Speaker 1:So there are a couple of things I want to explore with you here today. The first one is this idea and be honest with yourself if you've ever said this, this idea that you'll be happy one day when, sometime out in the future, I'll be happy when I get the dream body, I'll be happy when I get the dream man, I'll be happy when I finally hit a director level or managing director level. I'd be happy when I get to X amount salary or this performance rating, whatever that'll be. If you've ever said that, be honest, put your hand up. I've got mine raised already. You won't be the only one, trust me. And here's the problem with this is that if we're always waiting for one day when we're missing opportunities to be happy, to feel good now, and the problem going on from that is, it's a perpetual cycle, right, because you get the thing, you get to the director level, let's say, and you're happy for a moment, but it passes quite quickly and then you're on to the next thing. It's fleeting. Then you're on to the next big dream. So I'll be happy when I get to that managing director level role. Now, after a couple of years, you're on to the next big thing.
Speaker 1:We don't stop here. We're human beings. We're always constantly looking to grow and evolve. Otherwise we stay the same, which suits no one right. So we get to the dream and then we dream bigger. It's like you get to the mountain peak that you can see from where you're starting, and it's not until you get up to the top of the peak that you see there's another peak that you get to climb now. So you want that next peak and the next peak. You're seeking the next dream and the next dream. That's beautiful to some extent, and if we're always waiting until we get there, until we're happy, we can't experience happiness now.

▸ **JOB A**
In the rows below, copy word for word the lines from the one containing "In this exercise you will mark the front fender" through the one containing "<point>757,435</point>", including both.

▸ **EXERCISE DATA**
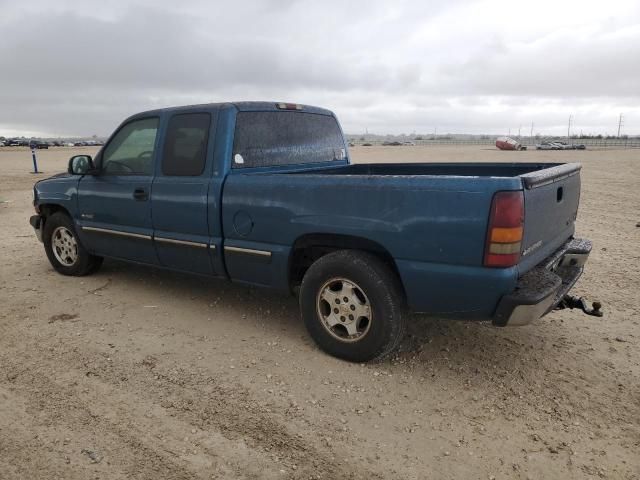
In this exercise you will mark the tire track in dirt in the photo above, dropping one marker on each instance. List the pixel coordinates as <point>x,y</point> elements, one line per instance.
<point>176,397</point>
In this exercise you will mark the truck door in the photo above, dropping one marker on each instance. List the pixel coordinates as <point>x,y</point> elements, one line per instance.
<point>114,205</point>
<point>180,192</point>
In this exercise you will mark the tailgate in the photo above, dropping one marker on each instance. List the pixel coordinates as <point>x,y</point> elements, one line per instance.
<point>551,198</point>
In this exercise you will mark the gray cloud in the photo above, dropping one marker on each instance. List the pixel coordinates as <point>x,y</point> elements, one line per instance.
<point>74,67</point>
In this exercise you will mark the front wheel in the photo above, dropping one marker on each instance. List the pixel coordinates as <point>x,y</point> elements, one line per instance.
<point>352,305</point>
<point>64,250</point>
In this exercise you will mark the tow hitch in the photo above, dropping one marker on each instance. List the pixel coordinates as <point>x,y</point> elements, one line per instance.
<point>571,301</point>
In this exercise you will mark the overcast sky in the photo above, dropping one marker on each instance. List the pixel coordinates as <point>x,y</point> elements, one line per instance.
<point>80,67</point>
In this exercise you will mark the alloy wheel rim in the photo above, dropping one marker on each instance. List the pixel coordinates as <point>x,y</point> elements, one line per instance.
<point>64,246</point>
<point>344,310</point>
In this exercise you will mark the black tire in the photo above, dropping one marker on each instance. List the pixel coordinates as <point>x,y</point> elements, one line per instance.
<point>382,291</point>
<point>84,263</point>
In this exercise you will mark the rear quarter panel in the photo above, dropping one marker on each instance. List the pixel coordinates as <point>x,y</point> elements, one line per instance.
<point>434,228</point>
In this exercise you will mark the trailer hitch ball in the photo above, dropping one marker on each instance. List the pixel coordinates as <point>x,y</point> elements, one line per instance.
<point>570,301</point>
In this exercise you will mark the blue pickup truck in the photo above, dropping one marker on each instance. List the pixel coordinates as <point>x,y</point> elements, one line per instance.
<point>265,194</point>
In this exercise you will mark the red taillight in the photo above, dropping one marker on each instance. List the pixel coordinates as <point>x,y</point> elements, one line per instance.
<point>504,236</point>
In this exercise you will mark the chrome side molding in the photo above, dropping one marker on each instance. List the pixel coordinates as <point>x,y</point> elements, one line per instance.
<point>180,242</point>
<point>116,232</point>
<point>248,251</point>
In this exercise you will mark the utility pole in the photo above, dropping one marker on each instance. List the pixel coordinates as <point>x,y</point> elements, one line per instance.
<point>620,124</point>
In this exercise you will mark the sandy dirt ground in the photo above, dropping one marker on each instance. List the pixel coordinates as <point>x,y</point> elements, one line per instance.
<point>141,373</point>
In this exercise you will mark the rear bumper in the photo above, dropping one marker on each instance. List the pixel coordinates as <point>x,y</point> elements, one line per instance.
<point>36,223</point>
<point>539,290</point>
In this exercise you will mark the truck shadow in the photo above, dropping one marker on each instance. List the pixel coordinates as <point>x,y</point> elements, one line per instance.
<point>485,368</point>
<point>429,340</point>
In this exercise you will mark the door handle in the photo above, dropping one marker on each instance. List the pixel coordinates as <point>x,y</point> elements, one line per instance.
<point>140,194</point>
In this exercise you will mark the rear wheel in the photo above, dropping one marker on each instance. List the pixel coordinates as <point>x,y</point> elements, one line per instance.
<point>352,305</point>
<point>64,250</point>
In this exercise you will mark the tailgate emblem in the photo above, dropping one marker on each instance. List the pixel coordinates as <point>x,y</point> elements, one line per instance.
<point>533,247</point>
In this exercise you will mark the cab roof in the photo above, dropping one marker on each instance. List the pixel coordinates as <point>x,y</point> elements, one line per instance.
<point>240,106</point>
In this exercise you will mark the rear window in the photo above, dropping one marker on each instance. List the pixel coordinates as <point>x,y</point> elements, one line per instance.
<point>185,146</point>
<point>286,138</point>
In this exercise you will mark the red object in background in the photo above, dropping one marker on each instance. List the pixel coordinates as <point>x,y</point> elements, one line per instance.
<point>507,143</point>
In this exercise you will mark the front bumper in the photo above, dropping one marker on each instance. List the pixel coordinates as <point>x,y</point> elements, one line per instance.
<point>37,224</point>
<point>539,290</point>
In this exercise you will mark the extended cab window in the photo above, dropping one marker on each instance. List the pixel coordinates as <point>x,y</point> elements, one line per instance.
<point>130,152</point>
<point>286,138</point>
<point>185,147</point>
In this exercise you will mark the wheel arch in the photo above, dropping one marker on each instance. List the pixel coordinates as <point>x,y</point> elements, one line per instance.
<point>48,209</point>
<point>310,247</point>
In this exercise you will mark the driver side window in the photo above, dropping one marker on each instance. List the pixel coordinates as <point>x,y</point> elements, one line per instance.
<point>130,151</point>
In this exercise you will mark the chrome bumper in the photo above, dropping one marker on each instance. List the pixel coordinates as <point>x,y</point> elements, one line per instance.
<point>542,288</point>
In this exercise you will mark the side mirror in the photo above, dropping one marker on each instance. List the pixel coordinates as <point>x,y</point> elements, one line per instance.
<point>80,165</point>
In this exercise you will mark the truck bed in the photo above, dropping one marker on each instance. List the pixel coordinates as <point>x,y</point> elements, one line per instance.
<point>439,169</point>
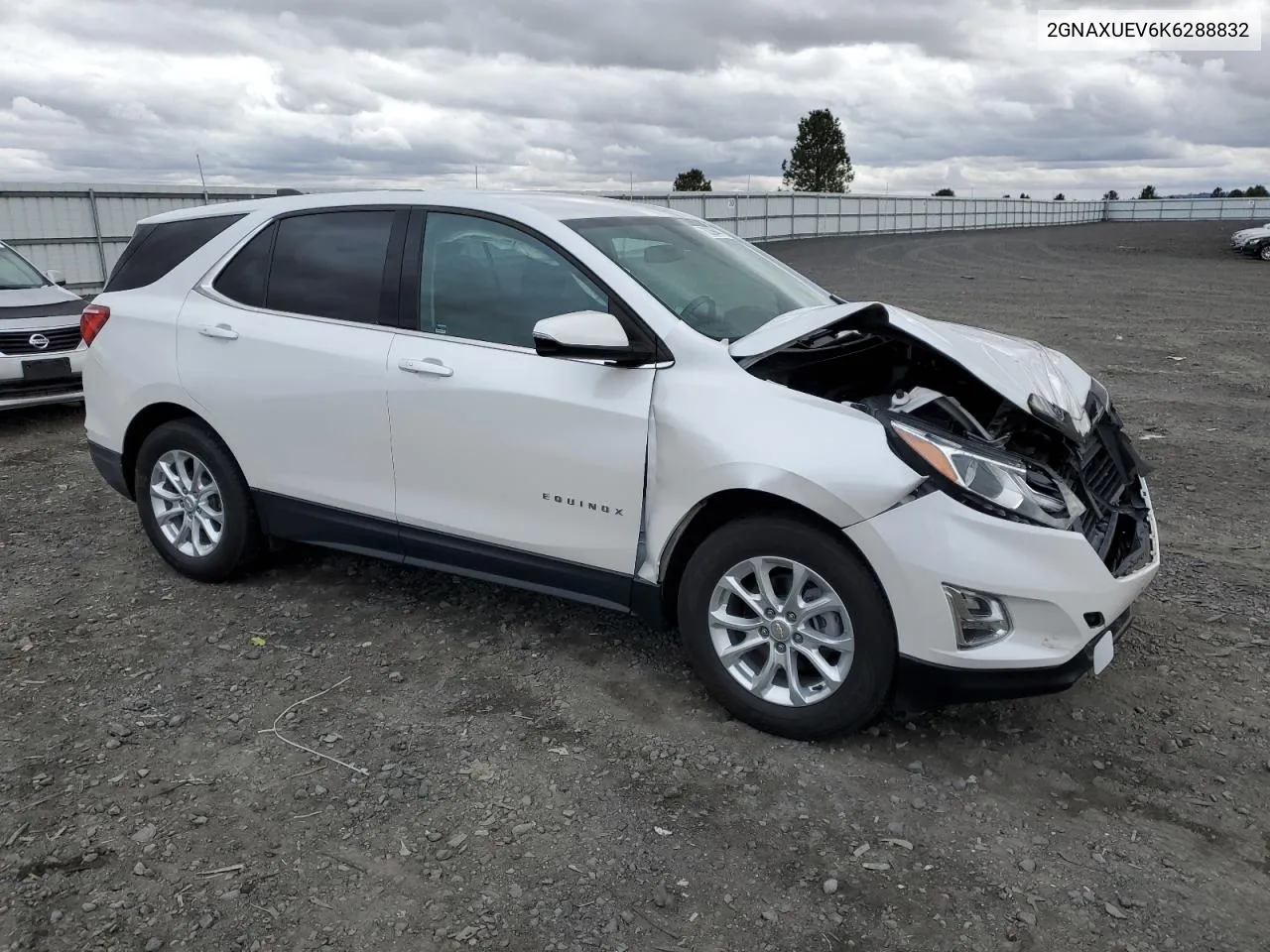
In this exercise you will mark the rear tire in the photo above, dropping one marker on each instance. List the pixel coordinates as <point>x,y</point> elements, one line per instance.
<point>788,703</point>
<point>194,503</point>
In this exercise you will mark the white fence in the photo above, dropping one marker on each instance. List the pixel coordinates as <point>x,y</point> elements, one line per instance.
<point>81,230</point>
<point>1189,209</point>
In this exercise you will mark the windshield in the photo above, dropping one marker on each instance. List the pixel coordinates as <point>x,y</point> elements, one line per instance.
<point>16,275</point>
<point>717,284</point>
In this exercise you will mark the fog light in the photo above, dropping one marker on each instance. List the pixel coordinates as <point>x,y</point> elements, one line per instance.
<point>980,619</point>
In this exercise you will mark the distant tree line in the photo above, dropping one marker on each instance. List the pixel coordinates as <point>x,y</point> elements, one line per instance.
<point>818,160</point>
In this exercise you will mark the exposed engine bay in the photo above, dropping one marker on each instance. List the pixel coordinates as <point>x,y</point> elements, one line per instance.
<point>1080,476</point>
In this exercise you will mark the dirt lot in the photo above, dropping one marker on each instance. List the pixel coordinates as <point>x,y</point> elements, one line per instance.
<point>538,775</point>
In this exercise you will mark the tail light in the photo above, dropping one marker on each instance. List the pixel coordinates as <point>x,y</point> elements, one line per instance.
<point>91,321</point>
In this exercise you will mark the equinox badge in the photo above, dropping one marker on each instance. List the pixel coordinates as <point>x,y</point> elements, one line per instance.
<point>581,504</point>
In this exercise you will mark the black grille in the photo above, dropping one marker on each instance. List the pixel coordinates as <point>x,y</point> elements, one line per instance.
<point>18,341</point>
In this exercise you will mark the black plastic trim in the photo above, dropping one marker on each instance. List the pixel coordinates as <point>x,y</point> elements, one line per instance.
<point>922,685</point>
<point>299,521</point>
<point>111,466</point>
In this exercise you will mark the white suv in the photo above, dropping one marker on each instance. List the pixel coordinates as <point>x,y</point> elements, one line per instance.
<point>41,356</point>
<point>837,504</point>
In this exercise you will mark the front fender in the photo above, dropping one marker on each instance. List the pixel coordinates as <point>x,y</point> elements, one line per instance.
<point>757,435</point>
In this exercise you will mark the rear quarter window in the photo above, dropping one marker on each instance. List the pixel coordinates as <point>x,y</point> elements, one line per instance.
<point>154,250</point>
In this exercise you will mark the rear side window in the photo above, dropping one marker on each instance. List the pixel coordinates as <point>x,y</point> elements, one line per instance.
<point>157,249</point>
<point>330,264</point>
<point>246,276</point>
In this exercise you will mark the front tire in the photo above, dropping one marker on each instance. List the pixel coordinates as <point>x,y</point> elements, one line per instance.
<point>788,629</point>
<point>194,504</point>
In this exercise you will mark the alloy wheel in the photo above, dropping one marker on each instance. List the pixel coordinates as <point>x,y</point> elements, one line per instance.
<point>781,631</point>
<point>187,503</point>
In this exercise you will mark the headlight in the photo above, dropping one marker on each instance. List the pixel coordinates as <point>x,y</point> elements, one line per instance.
<point>996,481</point>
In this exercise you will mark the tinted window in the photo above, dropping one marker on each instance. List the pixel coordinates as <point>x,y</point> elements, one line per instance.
<point>330,264</point>
<point>17,275</point>
<point>157,249</point>
<point>485,281</point>
<point>244,277</point>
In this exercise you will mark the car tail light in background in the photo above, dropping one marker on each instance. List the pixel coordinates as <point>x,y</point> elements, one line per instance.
<point>91,321</point>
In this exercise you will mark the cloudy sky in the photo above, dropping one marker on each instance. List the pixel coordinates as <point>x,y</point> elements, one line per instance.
<point>588,94</point>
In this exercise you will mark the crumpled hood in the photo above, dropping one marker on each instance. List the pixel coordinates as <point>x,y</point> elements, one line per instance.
<point>39,302</point>
<point>1014,367</point>
<point>1254,230</point>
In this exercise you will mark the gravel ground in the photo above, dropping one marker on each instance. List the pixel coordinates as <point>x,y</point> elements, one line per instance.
<point>525,774</point>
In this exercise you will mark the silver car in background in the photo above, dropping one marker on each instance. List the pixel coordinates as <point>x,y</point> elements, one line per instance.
<point>41,352</point>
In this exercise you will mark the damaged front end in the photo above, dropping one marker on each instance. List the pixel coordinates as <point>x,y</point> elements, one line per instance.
<point>1002,424</point>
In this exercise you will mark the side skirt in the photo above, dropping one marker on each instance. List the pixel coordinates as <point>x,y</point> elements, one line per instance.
<point>298,521</point>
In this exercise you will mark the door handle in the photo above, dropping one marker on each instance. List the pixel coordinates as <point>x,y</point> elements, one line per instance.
<point>429,365</point>
<point>222,331</point>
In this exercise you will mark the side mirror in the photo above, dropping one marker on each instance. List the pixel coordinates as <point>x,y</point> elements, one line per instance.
<point>588,335</point>
<point>663,254</point>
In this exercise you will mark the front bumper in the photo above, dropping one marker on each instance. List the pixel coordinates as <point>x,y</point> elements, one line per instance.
<point>1060,593</point>
<point>921,685</point>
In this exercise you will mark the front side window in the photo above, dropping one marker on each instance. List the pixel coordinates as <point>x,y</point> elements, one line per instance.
<point>330,264</point>
<point>716,284</point>
<point>17,275</point>
<point>486,281</point>
<point>154,250</point>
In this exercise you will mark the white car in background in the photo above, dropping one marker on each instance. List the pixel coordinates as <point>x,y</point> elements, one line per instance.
<point>1252,241</point>
<point>835,504</point>
<point>41,356</point>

▸ **JOB B**
Continue the talk above about waiting to be happy one day, starting after its last sentence.

▸ **FINAL RESULT A**
In this exercise you will mark the front fender in the photo above, dropping one marker on each instance. List the pixel coordinates as <point>x,y</point> elements, one line per instance.
<point>757,435</point>

▸ **FINAL RESULT B**
Speaker 1:So the way to experience success and happiness and feel good on the way is to slow down for a minute. Let's just stop what you're doing, put the thing down that you've got, that you're multitasking with, and just look around you. Where are you in your life and what have you created? Can you just take a moment to take it all in and go? I did that. Even if you're not where you ideally want to be, can you look around you and go? That's mine. I'm here, I did that and I'm grateful and just feel into the gratitude of that right now. That is how you experience happiness. Now. That's how you expedite happiness and experience more and more of those moments where you're just grateful to be alive, where you're just grateful for all that hard work that you've put in to allow you to live in the house that you do, to have the relationships that you do, to own the things that you do, to have the experiences that you have to just take it all in, to take stock, take a minute to put a smile on your face and pat yourself on the back and say I did that. Those increased moments of gratitude that you do throughout the day will increase your happiness in the now. And the more you stop to allow yourself that space to do this, to practice this, the easier it becomes. And it might be that you need a little bit of help, some reminders, to do this. I remember having little reminders come up on my phone at like two o'clock in the afternoon and I had various post-it notes around my desk and I had a gratitude journal by my bed that I wrote in either in the morning or in the evening.
Speaker 1:Just got into a habit and you just notice that it's the small things, it's the smallest of things that actually start to invoke that feeling from the inside out. And this is the key here is that it doesn't come from outside of you, it doesn't come from achieving those things out in the future. It comes from within and it comes from the smallest of things Listening to a bird cheeping and singing in the distance, or just feeling the sun on your skin, or just noticing a photo that's on the wall and smiling with a memory of that moment that was captured in time. This is how we practice being happy now and with anything. The more you do this, the more easy it is to access that kind of state, that feeling state that feels more good than not.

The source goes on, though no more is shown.